» OBJECTIVES:
1. Translate this sentence from the passage on the Fraction into Spanish: "But although the perspective remained, when it came to putting it into practice there appeared within the Fraction several tendencies which tried to put off the problem rather than to resolve its practical aspects."
2. According to the passage on the Fraction, in what year was the betrayal of the Communist Parties openly declared?
3. Carry on the passage on the Fraction from the point where it stops.

───── DOCUMENT TEXT

Continuing its historical reconstitution, Battaglia recalls that the Fraction " ... has above all a role of analysis, education, and preparation of militants; it develops the greatest possible clarity on the phase when it will act to form the Party, at the moment when the confrontation between the classes will sweep away oppor­tunism" (Report for the 1935 Congress). "Up to then" continues Battaglia, "the terms of the question seemed clear enough. The Fraction­-Party problem was resolved 'programmatically' since the former depended on the process of degeneration going on in the latter, ( ... ) and not on an abstract theoretical elaboration which would have raised this particular type of revo­lutionary organization to an unchanging political form, valid in all historical periods of stagnating class struggle ( ... ). The idea that the transfor­mation of Fraction into Party can only be envisaged in 'objectively favorable' situations, ie during a recovery of the class struggle, rests on the idea that only in this situation, or in its accompanying storms, would the definitive be­trayal of the Communist Parties be verified in fact".

The CPs' betrayal was openly declared in 1935, when Stalin and the PCF [French CP] (imitated by all the others) supported the rear­mament measures decided by the bourgeoisie government in France "to defend democracy". Faced with this official passage to the class en­emy, the Fraction published the manifesto "Leave the Communist Parties, they have become instruments of the counter-revolution", and called a Congress to answer these events as an organization. According to Battaglia's article:

"If we are to follow the schema developed during the preceding years, the Fraction should have fulfilled its task as a function of this event, and gone on to build the new party. But although the perspective remained, when it came to putting it into practice there appeared within the Fraction several tendencies which tried to put off the problem rather than to resolve its practical aspects.

──────────
───── RECORDS SHOWN

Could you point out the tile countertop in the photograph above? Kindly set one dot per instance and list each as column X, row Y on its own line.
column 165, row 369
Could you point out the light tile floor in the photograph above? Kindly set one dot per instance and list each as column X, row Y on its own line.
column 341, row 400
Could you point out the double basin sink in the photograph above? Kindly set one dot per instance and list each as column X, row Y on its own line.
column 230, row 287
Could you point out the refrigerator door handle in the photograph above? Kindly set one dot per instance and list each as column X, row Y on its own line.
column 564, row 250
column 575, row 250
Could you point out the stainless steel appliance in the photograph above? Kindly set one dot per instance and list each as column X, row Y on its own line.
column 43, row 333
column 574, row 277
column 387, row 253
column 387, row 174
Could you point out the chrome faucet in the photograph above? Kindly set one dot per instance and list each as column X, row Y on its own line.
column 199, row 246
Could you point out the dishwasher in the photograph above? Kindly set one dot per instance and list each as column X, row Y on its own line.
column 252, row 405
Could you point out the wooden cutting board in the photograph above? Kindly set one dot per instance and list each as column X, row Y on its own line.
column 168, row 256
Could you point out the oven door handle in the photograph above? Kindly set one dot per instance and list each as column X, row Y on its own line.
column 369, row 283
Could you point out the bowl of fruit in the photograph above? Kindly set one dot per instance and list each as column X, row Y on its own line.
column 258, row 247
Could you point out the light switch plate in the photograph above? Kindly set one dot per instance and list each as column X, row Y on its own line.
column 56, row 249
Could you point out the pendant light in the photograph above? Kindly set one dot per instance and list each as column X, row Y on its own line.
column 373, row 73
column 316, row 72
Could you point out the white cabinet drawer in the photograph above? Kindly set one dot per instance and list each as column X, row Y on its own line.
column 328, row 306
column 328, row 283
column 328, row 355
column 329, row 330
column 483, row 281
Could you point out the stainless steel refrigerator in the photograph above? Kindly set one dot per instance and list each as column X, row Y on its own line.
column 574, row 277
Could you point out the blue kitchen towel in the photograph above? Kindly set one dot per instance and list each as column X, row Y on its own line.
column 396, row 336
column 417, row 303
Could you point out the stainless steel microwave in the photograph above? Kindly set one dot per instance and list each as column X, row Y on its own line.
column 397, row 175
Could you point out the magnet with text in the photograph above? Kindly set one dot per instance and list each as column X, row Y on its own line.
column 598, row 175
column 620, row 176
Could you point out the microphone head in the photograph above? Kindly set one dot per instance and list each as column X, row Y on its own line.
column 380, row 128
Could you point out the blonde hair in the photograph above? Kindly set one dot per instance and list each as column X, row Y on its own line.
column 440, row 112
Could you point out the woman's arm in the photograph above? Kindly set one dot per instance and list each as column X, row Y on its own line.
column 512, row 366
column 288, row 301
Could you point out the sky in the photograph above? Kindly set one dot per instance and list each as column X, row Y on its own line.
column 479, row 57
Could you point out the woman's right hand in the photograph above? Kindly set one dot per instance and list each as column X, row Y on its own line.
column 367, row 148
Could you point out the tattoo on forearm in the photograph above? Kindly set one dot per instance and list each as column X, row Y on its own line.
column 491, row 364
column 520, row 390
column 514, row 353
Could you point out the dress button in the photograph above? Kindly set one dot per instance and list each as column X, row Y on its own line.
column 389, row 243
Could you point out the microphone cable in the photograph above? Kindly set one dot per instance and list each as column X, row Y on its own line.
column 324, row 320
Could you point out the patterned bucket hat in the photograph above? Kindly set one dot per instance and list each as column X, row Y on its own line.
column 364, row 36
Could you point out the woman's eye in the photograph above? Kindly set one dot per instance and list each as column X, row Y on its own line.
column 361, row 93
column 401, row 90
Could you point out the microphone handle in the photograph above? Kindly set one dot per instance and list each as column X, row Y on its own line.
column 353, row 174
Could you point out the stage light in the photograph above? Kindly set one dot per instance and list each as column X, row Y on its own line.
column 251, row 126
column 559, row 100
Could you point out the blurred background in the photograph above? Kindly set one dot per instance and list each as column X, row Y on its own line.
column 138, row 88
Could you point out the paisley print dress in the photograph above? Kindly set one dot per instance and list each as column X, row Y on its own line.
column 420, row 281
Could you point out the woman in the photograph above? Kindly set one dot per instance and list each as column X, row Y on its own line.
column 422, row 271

──────────

» EXERCISE RESPONSES:
1. Pero aunque la perspectiva se mantenía, cuando llegó el momento de ponerla en práctica aparecieron dentro de la Fracción varias tendencias que intentaron aplazar el problema en lugar de resolver sus aspectos prácticos.

2. It was openly declared in 1935.

3.
In Jacobs' report, around which the debate should have developed, centrism's betrayal and the Fraction's new slogan of leaving the Communist Parties [did not imply] "its transfor­mation into a party, nor did it represent the proletarian solution to centrism's betrayal; this solution can only be given by tomorrow's events, for which the Fraction is preparing to­day." ( ... )

For the reporter, the answer to the problem of the crisis in the workers' movement could not be the attempt to close up the scattered ranks of revolutionaries in order to give the prole­tariat, once again, its vital political organ, the party ( ... ), but was rather to launch the slogan of leaving the CP's, without any other indica­tions of what should be done, because "there exists no immediate solution to the problem posed by this betrayal". ( ... )

While it was true that the damage done by centrism had finished by immobilizing a politi­cally disarmed class in the hands of capitalism ( ... ), it was no less true that the only possibil­ity of organizing any kind of opposition to im­perialism's attempt to solve its own contradic­tions through war necessarily meant the recon­struction of new parties ( ... ), so that the alter­native of war and revolution should not be merely an empty slogan.

Within the Fraction's Congress, Jacob's the­ses created a strong opposition which ( ... ) dis­agreed with the reporter's 'wait-and-see' analy­sis. For Gatto ( ... ), it was urgent to clarify the relationship between Fraction and Party, on the basis not of petty mechanical formulae, but of the precise tasks demanded by the new situation: "we agree that we cannot found' the party immediately, but there may also be situations which force the necessity of its formation on us. The reporter is drematieing; and this can lead to a kind of fatalism".

This was not a vain concern: "the Fraction was to go on waiting until its dissolution in 1945".

Battaglia then claims that the Fraction re­mained paralyzed by this disagreement, noting that "the 'partyist:' current, although stuck in the most absurd immobility, nonetheless re­mained coherent with the positions expressed at the Congress, whereas the 'wait-and-see' cur­rent, and especially its most prestigious element, Vercesi, had no shortage of hesitations and changes of direction".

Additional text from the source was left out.